#### Material for the task
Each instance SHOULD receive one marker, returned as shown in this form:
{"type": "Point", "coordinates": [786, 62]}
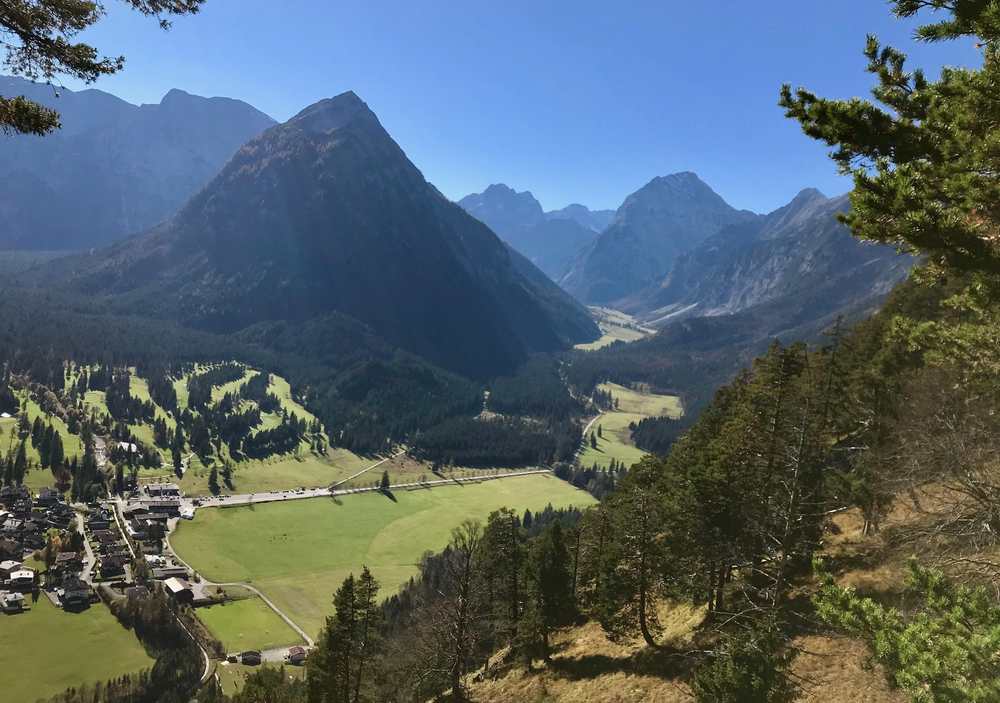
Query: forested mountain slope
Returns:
{"type": "Point", "coordinates": [325, 214]}
{"type": "Point", "coordinates": [550, 240]}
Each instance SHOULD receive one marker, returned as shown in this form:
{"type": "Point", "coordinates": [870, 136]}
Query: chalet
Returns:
{"type": "Point", "coordinates": [105, 537]}
{"type": "Point", "coordinates": [168, 572]}
{"type": "Point", "coordinates": [163, 490]}
{"type": "Point", "coordinates": [134, 509]}
{"type": "Point", "coordinates": [33, 539]}
{"type": "Point", "coordinates": [9, 549]}
{"type": "Point", "coordinates": [48, 497]}
{"type": "Point", "coordinates": [113, 567]}
{"type": "Point", "coordinates": [11, 495]}
{"type": "Point", "coordinates": [11, 602]}
{"type": "Point", "coordinates": [68, 563]}
{"type": "Point", "coordinates": [21, 579]}
{"type": "Point", "coordinates": [170, 507]}
{"type": "Point", "coordinates": [59, 519]}
{"type": "Point", "coordinates": [180, 590]}
{"type": "Point", "coordinates": [137, 593]}
{"type": "Point", "coordinates": [99, 521]}
{"type": "Point", "coordinates": [74, 594]}
{"type": "Point", "coordinates": [137, 528]}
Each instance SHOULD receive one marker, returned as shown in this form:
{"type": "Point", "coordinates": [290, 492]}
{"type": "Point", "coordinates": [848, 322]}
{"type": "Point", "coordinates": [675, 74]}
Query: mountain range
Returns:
{"type": "Point", "coordinates": [324, 219]}
{"type": "Point", "coordinates": [549, 239]}
{"type": "Point", "coordinates": [799, 256]}
{"type": "Point", "coordinates": [325, 215]}
{"type": "Point", "coordinates": [665, 218]}
{"type": "Point", "coordinates": [114, 168]}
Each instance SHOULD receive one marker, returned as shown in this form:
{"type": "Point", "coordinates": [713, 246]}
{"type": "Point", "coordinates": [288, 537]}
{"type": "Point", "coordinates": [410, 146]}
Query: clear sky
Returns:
{"type": "Point", "coordinates": [576, 101]}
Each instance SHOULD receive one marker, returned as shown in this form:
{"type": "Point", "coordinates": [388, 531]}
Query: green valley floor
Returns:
{"type": "Point", "coordinates": [298, 552]}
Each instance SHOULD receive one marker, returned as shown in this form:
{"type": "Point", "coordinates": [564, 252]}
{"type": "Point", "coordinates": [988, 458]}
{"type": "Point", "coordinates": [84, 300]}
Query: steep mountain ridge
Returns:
{"type": "Point", "coordinates": [324, 214]}
{"type": "Point", "coordinates": [550, 240]}
{"type": "Point", "coordinates": [667, 217]}
{"type": "Point", "coordinates": [114, 168]}
{"type": "Point", "coordinates": [799, 253]}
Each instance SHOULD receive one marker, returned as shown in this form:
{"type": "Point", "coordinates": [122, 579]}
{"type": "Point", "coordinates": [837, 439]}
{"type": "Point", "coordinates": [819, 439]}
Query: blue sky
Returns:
{"type": "Point", "coordinates": [576, 101]}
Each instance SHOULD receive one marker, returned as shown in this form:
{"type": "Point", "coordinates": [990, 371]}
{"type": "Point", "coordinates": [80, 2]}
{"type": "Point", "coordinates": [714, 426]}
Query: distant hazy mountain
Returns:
{"type": "Point", "coordinates": [114, 168]}
{"type": "Point", "coordinates": [326, 215]}
{"type": "Point", "coordinates": [597, 220]}
{"type": "Point", "coordinates": [667, 217]}
{"type": "Point", "coordinates": [551, 240]}
{"type": "Point", "coordinates": [799, 253]}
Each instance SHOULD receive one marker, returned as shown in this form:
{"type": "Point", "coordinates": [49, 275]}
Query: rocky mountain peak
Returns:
{"type": "Point", "coordinates": [333, 113]}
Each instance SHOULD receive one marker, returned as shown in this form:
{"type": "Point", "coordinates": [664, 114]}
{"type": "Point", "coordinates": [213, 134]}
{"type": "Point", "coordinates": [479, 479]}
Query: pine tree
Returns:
{"type": "Point", "coordinates": [923, 154]}
{"type": "Point", "coordinates": [503, 545]}
{"type": "Point", "coordinates": [367, 640]}
{"type": "Point", "coordinates": [56, 455]}
{"type": "Point", "coordinates": [21, 463]}
{"type": "Point", "coordinates": [550, 602]}
{"type": "Point", "coordinates": [331, 666]}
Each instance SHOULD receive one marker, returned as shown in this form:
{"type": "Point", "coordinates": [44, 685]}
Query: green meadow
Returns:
{"type": "Point", "coordinates": [45, 650]}
{"type": "Point", "coordinates": [298, 552]}
{"type": "Point", "coordinates": [615, 441]}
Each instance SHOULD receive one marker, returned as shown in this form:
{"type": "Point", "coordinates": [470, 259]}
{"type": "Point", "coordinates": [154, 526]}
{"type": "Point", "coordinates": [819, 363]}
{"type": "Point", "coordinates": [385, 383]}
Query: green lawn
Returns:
{"type": "Point", "coordinates": [280, 472]}
{"type": "Point", "coordinates": [298, 552]}
{"type": "Point", "coordinates": [647, 404]}
{"type": "Point", "coordinates": [615, 326]}
{"type": "Point", "coordinates": [45, 651]}
{"type": "Point", "coordinates": [616, 442]}
{"type": "Point", "coordinates": [247, 624]}
{"type": "Point", "coordinates": [232, 677]}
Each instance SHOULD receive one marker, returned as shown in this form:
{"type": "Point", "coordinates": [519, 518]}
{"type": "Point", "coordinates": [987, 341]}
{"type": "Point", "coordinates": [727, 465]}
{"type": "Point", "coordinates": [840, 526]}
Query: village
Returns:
{"type": "Point", "coordinates": [80, 556]}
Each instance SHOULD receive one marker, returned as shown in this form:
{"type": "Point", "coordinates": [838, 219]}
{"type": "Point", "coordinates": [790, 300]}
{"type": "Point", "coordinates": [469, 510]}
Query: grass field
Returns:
{"type": "Point", "coordinates": [298, 552]}
{"type": "Point", "coordinates": [247, 624]}
{"type": "Point", "coordinates": [616, 440]}
{"type": "Point", "coordinates": [45, 651]}
{"type": "Point", "coordinates": [615, 326]}
{"type": "Point", "coordinates": [280, 472]}
{"type": "Point", "coordinates": [233, 676]}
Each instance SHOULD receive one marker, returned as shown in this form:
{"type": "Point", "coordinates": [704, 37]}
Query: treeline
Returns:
{"type": "Point", "coordinates": [200, 385]}
{"type": "Point", "coordinates": [368, 395]}
{"type": "Point", "coordinates": [656, 434]}
{"type": "Point", "coordinates": [512, 442]}
{"type": "Point", "coordinates": [596, 481]}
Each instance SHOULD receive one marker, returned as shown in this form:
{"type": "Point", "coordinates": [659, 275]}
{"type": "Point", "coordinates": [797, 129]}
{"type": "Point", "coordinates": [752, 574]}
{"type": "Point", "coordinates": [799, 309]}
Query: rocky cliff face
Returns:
{"type": "Point", "coordinates": [114, 169]}
{"type": "Point", "coordinates": [550, 240]}
{"type": "Point", "coordinates": [797, 253]}
{"type": "Point", "coordinates": [664, 219]}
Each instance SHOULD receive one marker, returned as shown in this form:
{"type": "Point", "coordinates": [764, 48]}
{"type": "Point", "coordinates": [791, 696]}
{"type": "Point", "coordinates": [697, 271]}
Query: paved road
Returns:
{"type": "Point", "coordinates": [229, 500]}
{"type": "Point", "coordinates": [280, 496]}
{"type": "Point", "coordinates": [373, 466]}
{"type": "Point", "coordinates": [89, 559]}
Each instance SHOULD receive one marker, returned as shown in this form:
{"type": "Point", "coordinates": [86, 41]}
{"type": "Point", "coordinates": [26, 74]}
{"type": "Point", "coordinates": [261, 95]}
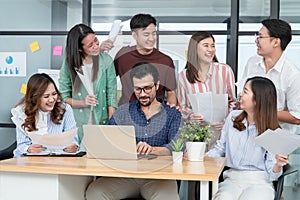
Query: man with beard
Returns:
{"type": "Point", "coordinates": [156, 125]}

#### Exercise details
From the data above, state how many lines contain the string "green", offering no other words.

#### Task solution
3